> Prompt
List every placeholder in square brackets that appears in the Airport Advisory Area text.

Airport Advisory Area


  • Airport advisory services are provided at airports without an operating control tower that have certified automated weather reporting via voice capability
    • When there is no control tower in operation and a pilot appears unaware of this fact, inform him/her (NO CONTROL TOWER IN OPERATION)
  • Participation with any advisory service is not mandatory but is highly encouraged to improve safety for everyone operating around busy General Aviation airports
  • When requested, pilots will be provided observed information ("Landing gear appears to be down and in place")
  • There are 2 types depending upon the location of the FSS and communication capabilities:


  • If a pilot asks for airport advisory services at an airport where the requested service is not available but one of the services is available, pilots will be informed about what service is available, and the appropriate service will be provided
    • "[Airport name] Airport Advisory is not available, [Service] available"
  • At airports with commissioned automated weather with continuous automated voice capability, instruct the pilot to monitor the automated broadcast and advise intentions:
    • "Monitor [Location] automated weather [Frequency]. Advise intentions"

> Given information
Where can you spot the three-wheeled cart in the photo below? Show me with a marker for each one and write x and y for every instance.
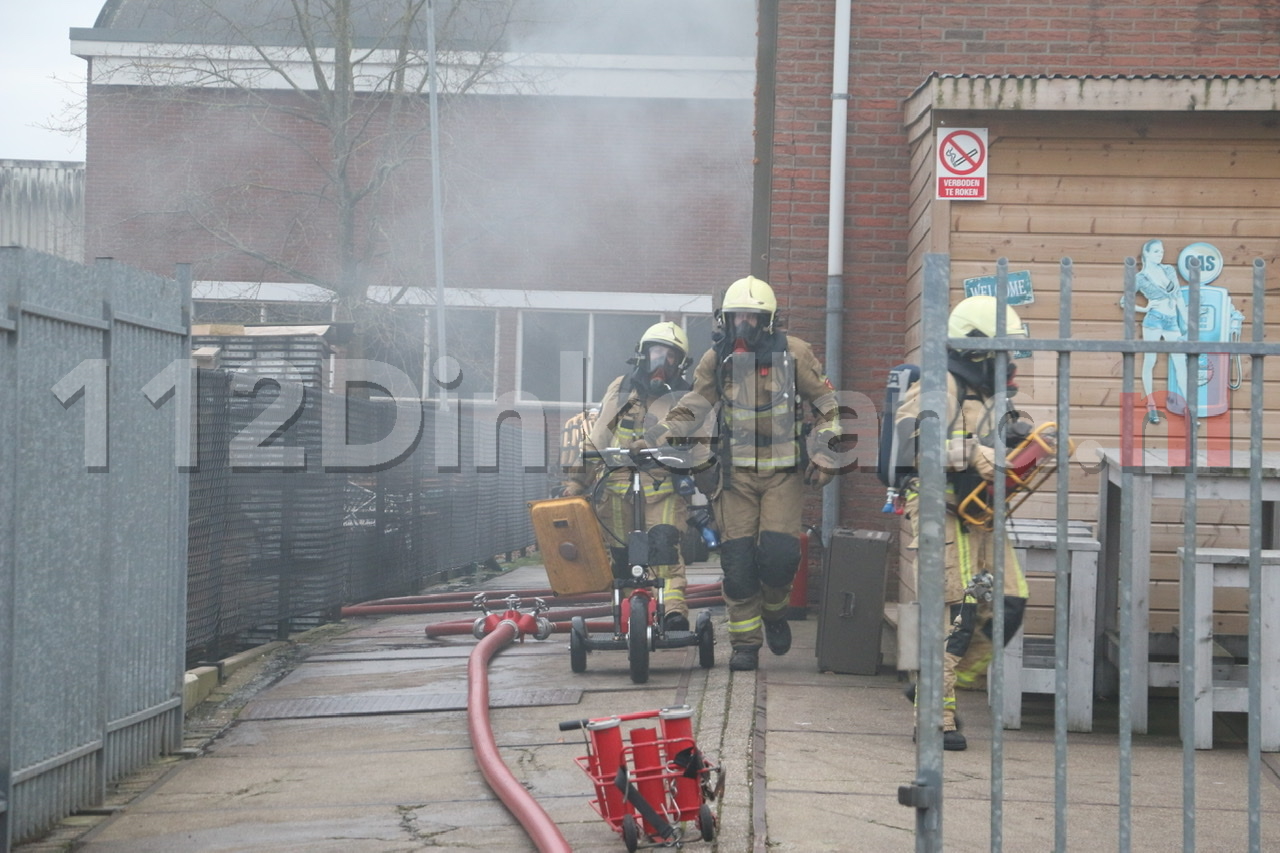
(572, 544)
(648, 788)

> Answer to the exercise
[Airport name], [Service], [Location], [Frequency]